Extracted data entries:
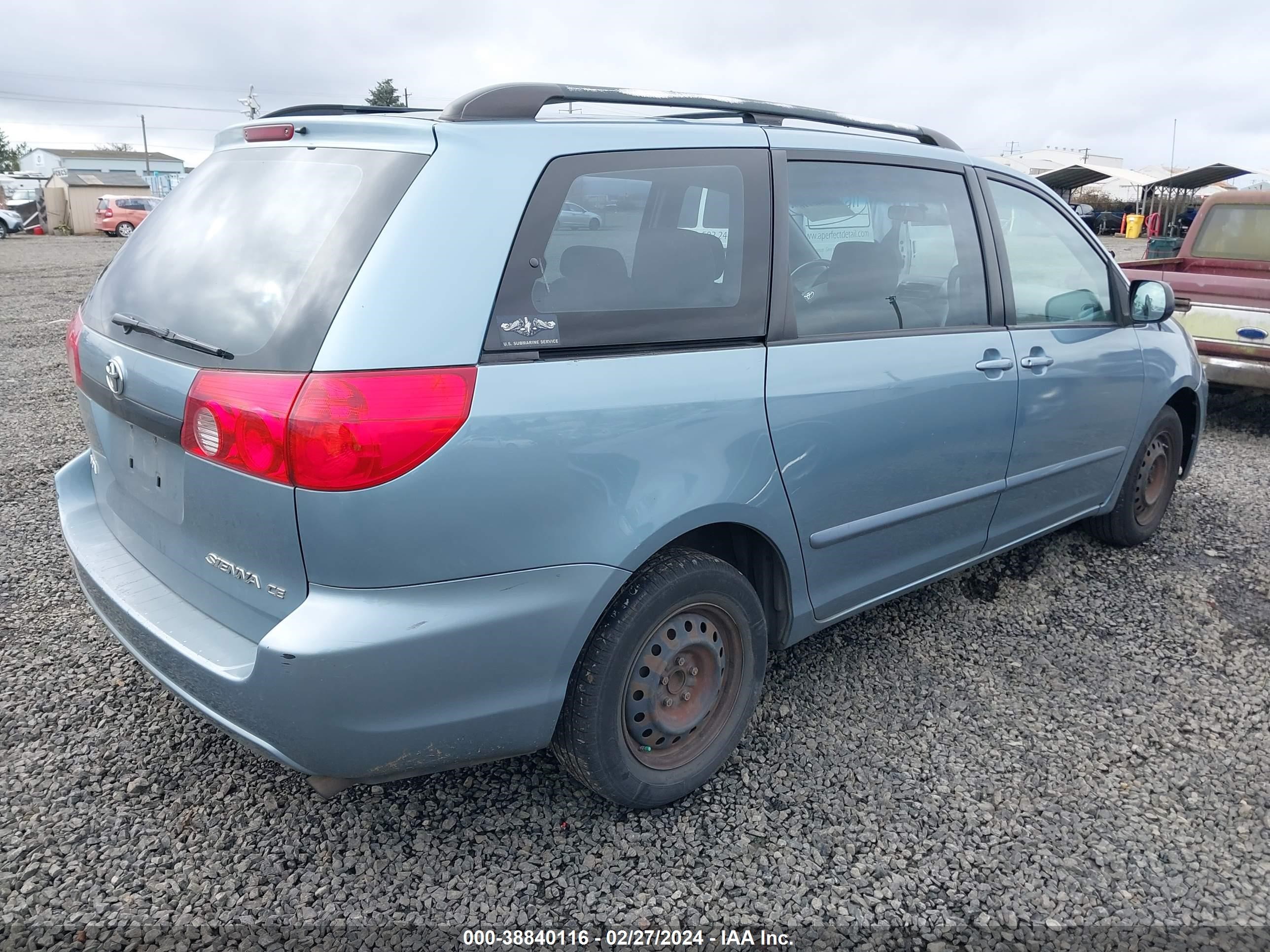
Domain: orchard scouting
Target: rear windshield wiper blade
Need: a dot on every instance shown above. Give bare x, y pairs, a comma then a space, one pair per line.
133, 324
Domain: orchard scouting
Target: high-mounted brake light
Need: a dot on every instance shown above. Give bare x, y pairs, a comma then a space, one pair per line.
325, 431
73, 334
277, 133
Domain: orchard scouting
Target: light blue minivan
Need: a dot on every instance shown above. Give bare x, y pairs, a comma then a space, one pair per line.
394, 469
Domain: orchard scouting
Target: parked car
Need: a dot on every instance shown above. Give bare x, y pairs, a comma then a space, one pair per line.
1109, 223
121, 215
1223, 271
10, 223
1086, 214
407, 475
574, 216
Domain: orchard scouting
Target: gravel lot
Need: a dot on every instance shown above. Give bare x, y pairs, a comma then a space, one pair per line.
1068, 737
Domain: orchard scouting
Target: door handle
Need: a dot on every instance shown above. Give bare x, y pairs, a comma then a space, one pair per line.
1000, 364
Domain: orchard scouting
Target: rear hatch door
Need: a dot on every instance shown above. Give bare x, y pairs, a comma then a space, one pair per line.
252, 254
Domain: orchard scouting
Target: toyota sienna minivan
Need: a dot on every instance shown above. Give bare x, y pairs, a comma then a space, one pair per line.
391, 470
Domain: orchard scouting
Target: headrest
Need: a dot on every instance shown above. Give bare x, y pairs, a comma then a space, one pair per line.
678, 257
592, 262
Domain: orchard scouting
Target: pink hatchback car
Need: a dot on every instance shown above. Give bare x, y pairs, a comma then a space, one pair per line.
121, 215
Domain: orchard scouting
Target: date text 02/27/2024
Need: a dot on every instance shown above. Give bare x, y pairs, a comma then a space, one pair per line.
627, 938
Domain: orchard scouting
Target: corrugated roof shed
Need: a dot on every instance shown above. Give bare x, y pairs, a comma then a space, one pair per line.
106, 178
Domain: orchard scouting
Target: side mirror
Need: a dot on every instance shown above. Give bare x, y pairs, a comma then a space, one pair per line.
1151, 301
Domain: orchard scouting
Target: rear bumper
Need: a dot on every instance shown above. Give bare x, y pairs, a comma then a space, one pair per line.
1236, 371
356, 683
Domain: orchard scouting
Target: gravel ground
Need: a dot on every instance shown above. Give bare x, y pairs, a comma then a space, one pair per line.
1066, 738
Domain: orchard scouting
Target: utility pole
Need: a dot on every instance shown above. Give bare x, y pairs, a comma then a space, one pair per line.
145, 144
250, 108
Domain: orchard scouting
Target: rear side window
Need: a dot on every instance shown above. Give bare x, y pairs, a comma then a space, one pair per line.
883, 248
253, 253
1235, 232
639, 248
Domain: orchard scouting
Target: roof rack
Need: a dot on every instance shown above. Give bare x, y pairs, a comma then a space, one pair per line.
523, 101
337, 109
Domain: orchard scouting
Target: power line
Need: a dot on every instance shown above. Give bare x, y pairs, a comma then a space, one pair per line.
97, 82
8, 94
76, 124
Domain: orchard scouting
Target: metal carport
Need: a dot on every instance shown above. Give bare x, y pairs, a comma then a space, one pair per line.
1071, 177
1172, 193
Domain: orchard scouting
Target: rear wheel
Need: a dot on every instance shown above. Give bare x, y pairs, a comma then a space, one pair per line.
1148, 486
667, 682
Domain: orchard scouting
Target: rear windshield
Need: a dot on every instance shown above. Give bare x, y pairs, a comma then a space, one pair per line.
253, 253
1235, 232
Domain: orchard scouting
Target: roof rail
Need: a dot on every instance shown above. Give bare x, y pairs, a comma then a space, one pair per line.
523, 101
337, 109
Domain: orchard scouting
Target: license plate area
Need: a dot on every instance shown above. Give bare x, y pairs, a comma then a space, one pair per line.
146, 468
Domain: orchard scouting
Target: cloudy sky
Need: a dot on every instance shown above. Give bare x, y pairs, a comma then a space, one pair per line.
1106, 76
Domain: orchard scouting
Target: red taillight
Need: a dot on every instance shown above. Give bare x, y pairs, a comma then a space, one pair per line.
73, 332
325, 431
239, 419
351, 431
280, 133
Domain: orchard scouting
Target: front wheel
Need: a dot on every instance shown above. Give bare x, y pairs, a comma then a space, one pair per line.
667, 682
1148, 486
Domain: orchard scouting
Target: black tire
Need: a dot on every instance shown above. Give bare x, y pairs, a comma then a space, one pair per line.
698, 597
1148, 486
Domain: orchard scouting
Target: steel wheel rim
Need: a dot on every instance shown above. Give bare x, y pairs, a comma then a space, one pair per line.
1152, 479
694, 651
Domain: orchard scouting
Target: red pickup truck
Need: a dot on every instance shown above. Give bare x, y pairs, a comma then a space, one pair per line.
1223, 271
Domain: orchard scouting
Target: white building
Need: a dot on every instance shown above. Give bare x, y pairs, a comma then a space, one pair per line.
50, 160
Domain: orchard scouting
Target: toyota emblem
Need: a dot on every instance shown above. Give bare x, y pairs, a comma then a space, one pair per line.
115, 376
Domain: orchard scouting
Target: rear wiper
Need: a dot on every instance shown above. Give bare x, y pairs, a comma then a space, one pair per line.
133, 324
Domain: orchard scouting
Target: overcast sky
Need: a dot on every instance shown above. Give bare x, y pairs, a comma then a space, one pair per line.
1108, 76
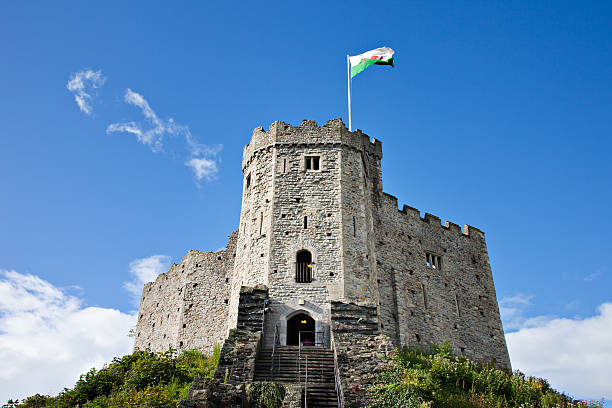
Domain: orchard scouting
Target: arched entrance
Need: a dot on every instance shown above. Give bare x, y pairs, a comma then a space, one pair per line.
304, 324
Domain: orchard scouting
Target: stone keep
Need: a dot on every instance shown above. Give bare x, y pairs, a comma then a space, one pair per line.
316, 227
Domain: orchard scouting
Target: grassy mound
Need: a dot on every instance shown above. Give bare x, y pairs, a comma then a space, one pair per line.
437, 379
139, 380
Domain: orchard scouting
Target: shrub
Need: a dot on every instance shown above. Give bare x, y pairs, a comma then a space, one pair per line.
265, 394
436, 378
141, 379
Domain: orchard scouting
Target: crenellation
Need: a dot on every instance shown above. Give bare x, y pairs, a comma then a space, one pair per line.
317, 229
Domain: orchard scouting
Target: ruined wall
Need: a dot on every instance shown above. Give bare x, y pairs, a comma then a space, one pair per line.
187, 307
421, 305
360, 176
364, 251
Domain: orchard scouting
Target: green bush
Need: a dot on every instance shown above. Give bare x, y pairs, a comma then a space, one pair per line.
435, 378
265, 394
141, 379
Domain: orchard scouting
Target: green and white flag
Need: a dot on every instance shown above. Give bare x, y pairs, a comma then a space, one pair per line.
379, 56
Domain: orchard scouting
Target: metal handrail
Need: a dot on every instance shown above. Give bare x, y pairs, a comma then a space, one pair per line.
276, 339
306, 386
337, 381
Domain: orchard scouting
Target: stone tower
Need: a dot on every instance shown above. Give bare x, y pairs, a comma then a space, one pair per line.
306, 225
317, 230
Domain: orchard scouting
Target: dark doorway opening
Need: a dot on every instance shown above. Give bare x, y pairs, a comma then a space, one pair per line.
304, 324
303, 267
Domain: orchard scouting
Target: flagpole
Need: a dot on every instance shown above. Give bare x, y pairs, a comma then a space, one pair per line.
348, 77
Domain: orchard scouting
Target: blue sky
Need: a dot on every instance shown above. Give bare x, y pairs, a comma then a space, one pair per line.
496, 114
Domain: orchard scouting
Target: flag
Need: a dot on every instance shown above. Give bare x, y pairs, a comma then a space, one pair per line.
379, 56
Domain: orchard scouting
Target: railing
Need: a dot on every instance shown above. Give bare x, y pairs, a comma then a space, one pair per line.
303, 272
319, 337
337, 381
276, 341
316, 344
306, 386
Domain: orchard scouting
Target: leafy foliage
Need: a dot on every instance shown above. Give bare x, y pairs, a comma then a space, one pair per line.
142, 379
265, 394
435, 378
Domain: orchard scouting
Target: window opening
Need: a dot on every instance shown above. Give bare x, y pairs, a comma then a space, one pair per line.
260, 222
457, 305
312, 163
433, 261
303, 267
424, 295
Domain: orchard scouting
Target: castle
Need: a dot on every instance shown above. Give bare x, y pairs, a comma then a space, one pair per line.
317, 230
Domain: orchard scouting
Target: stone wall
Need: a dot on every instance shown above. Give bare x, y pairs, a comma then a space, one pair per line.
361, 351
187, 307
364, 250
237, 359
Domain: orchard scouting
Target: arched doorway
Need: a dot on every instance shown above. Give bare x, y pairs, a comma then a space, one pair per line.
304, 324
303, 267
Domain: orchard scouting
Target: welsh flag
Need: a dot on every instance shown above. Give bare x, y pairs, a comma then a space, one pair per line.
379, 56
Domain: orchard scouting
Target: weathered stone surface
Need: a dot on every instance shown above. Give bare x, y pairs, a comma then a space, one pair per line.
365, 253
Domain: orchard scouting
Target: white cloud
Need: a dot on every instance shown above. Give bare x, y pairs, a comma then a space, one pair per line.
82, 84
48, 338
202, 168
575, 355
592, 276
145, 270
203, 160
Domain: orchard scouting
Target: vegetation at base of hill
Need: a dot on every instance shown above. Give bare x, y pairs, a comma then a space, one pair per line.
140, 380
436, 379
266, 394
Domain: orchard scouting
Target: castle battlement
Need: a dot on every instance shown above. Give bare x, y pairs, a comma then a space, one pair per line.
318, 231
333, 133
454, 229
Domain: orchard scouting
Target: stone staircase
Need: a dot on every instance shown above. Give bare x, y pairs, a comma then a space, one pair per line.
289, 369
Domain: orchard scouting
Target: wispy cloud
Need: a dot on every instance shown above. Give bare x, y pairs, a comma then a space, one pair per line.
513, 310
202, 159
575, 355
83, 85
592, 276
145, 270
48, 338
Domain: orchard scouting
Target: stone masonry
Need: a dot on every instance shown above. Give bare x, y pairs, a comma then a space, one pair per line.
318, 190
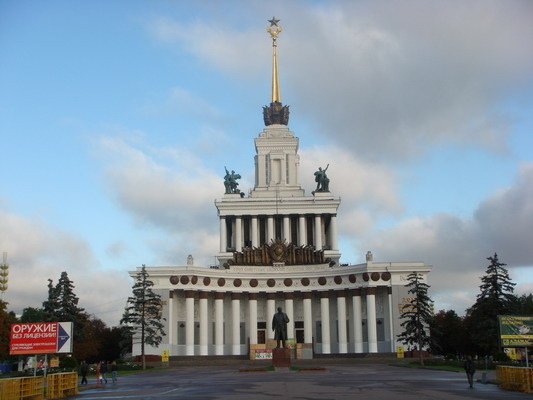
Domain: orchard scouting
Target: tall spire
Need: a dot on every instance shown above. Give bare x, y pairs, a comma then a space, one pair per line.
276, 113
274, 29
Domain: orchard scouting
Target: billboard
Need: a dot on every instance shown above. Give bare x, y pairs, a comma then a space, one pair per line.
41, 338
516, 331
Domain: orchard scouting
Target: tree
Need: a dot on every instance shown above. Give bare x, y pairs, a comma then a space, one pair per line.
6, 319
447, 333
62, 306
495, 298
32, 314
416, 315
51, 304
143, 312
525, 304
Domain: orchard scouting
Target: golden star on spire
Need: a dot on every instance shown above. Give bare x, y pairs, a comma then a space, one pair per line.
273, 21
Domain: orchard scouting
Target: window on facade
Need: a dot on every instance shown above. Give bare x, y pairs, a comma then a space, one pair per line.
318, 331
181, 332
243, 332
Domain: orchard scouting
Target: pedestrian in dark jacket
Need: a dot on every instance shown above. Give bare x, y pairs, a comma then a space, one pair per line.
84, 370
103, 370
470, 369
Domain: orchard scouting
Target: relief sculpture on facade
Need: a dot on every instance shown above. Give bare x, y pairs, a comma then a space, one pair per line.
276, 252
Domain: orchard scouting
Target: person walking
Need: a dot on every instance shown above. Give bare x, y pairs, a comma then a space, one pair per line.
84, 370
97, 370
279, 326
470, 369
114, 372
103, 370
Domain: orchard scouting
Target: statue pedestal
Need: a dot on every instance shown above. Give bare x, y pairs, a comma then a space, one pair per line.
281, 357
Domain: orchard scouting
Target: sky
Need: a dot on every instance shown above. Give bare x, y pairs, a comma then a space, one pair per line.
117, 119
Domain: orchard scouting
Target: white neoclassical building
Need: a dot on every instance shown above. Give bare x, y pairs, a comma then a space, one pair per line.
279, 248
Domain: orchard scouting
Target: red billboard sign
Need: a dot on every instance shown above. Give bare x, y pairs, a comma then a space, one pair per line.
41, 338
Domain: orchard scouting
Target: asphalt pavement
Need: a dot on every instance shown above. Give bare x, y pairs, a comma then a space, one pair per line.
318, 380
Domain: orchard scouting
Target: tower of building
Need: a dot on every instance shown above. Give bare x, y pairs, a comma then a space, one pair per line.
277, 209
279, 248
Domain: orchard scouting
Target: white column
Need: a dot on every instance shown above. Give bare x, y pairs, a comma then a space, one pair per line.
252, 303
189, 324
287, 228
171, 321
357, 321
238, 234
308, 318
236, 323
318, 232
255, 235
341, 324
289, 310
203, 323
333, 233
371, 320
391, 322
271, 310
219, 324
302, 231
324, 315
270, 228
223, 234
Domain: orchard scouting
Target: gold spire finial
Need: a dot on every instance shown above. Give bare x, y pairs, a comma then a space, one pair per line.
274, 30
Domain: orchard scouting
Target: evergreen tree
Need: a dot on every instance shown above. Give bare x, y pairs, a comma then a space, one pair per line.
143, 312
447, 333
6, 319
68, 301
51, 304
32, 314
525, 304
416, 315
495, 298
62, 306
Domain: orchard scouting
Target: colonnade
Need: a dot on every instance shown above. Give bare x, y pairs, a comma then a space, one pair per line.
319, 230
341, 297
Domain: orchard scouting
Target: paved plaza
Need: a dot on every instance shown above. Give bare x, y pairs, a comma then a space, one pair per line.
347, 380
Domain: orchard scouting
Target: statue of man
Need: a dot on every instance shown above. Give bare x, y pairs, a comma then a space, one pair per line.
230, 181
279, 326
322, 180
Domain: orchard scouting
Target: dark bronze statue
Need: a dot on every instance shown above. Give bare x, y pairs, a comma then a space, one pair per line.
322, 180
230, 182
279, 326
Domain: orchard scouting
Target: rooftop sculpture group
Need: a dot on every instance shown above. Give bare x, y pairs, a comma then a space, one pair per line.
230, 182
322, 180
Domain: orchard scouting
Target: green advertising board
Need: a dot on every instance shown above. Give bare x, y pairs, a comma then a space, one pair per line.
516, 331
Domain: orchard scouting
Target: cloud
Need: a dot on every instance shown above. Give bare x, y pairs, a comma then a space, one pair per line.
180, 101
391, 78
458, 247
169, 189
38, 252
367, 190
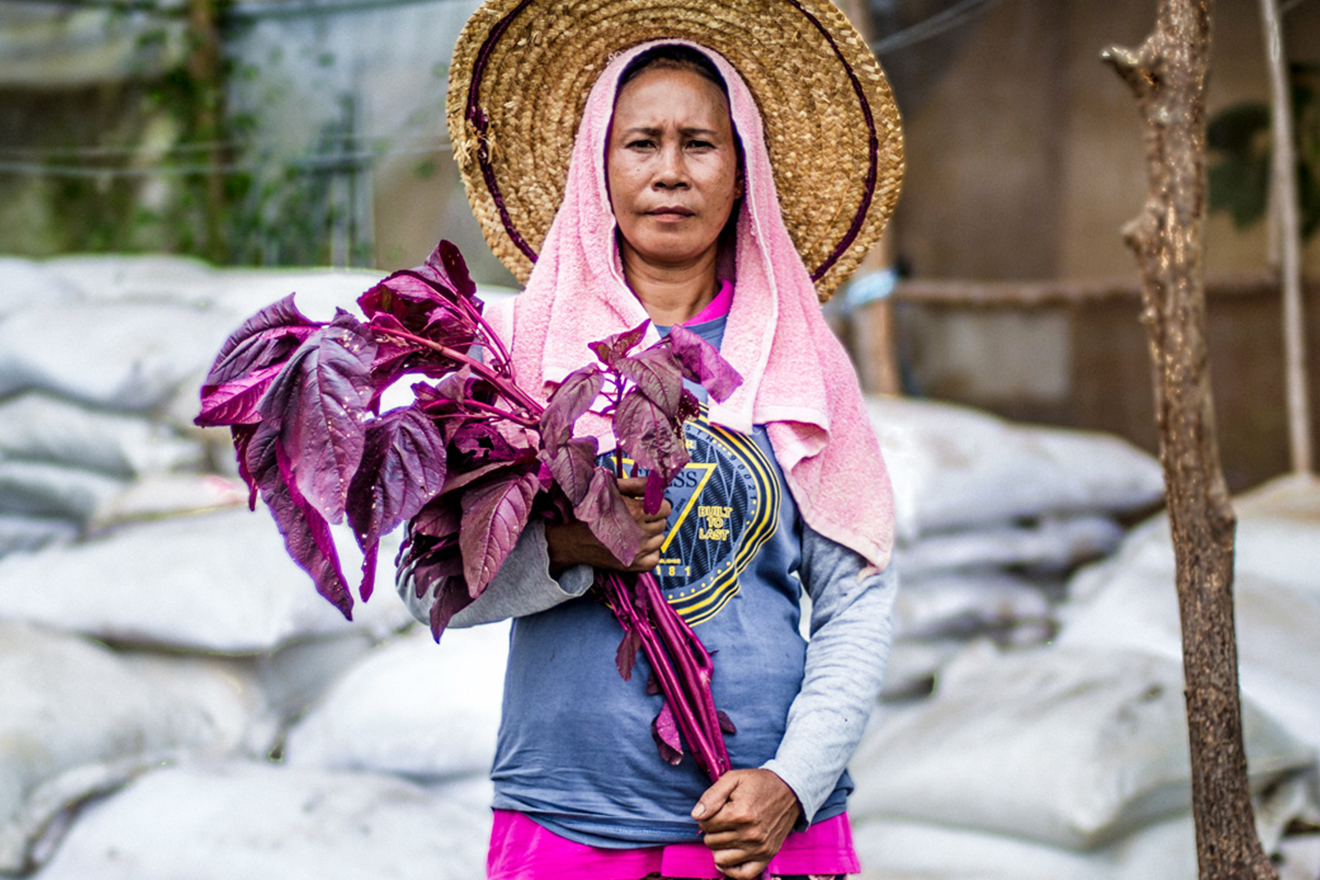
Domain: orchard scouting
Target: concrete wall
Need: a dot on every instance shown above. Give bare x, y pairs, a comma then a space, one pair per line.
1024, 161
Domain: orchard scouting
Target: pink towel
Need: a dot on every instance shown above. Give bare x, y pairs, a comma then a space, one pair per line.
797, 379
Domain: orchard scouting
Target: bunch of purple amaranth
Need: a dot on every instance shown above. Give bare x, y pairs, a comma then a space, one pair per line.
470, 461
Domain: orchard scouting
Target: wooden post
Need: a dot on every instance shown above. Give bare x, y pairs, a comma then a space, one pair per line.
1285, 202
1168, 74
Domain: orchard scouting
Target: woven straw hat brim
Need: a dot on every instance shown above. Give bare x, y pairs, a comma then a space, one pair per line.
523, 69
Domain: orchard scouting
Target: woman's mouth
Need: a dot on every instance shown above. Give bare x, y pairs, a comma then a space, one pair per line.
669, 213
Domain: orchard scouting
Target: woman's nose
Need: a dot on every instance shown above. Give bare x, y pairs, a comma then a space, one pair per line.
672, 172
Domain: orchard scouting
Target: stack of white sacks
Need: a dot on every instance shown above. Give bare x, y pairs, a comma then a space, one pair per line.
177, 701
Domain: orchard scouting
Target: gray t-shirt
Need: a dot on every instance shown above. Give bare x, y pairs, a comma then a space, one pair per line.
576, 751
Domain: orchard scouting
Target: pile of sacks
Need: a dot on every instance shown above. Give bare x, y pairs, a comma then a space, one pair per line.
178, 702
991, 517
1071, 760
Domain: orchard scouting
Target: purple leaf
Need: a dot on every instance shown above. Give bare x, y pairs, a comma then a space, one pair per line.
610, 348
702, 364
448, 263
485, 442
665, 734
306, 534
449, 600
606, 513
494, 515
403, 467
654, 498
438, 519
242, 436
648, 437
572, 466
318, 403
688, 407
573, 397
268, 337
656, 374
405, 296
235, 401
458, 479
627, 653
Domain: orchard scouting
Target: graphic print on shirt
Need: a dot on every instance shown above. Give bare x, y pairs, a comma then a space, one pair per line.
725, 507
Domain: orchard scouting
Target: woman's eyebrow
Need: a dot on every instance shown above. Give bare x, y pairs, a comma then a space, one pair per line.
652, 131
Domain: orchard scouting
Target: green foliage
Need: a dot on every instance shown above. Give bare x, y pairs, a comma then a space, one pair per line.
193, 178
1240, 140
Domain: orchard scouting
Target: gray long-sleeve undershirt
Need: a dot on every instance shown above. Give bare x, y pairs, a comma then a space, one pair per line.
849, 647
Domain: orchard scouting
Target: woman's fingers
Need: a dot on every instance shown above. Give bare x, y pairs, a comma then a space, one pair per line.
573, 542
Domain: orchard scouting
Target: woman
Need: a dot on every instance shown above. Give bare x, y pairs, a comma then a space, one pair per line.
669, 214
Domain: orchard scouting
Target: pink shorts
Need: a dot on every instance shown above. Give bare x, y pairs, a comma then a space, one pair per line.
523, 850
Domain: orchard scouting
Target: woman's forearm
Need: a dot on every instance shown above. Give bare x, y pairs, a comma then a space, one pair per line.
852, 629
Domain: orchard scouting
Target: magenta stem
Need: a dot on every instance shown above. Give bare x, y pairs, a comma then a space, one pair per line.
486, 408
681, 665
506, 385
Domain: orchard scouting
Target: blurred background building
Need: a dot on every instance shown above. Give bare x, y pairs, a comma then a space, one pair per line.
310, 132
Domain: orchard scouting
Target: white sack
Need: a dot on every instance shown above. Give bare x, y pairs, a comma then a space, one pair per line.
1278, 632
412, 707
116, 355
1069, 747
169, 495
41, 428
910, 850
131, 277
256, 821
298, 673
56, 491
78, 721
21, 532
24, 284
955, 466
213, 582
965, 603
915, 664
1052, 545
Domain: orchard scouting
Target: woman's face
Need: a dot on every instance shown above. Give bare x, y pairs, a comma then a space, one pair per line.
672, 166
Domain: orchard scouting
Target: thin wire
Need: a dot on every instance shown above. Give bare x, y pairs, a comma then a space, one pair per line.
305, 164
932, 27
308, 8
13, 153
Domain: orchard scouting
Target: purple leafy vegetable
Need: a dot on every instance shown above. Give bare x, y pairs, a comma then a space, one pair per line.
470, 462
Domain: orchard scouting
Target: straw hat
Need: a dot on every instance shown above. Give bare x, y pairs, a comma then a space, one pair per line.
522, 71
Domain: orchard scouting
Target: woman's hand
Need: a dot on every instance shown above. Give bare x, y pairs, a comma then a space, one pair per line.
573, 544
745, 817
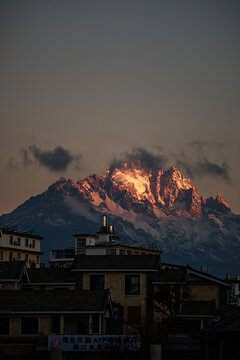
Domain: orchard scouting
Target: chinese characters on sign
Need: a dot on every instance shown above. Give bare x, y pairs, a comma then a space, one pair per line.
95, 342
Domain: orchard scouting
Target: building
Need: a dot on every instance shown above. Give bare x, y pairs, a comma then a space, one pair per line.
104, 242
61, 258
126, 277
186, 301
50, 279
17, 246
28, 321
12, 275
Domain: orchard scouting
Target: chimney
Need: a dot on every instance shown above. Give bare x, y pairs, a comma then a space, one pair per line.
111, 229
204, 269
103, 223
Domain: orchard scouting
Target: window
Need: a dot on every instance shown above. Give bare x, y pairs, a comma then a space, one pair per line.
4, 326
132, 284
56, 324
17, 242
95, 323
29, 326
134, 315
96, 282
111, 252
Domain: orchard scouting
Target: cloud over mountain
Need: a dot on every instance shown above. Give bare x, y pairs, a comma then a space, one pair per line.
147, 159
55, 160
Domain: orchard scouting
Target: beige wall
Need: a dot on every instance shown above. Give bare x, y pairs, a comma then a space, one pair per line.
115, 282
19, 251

__Work item__
All that belongs in the answer is the run of lines above from the line containing "Target: crenellation" through the line containing "Target: green and white flag", exactly as written.

__Solution for this problem__
Target: crenellation
Need: a dot on every instance shown above. Give bare x, y pairs, a comma then a space, one pair per line.
317, 229
Domain: orchard scouting
Target: ruined wall
Need: a dot on every instance shown above. Give bare x, y pairs, a comma then a space, one pair per line.
187, 307
421, 305
360, 176
364, 251
Domain: orchard scouting
Target: green bush
Need: a dot on every instance shown above. Give bare x, y pairs, a comma then a space, one pair per line.
435, 378
265, 394
141, 379
Domain: orchard scouting
Target: green and white flag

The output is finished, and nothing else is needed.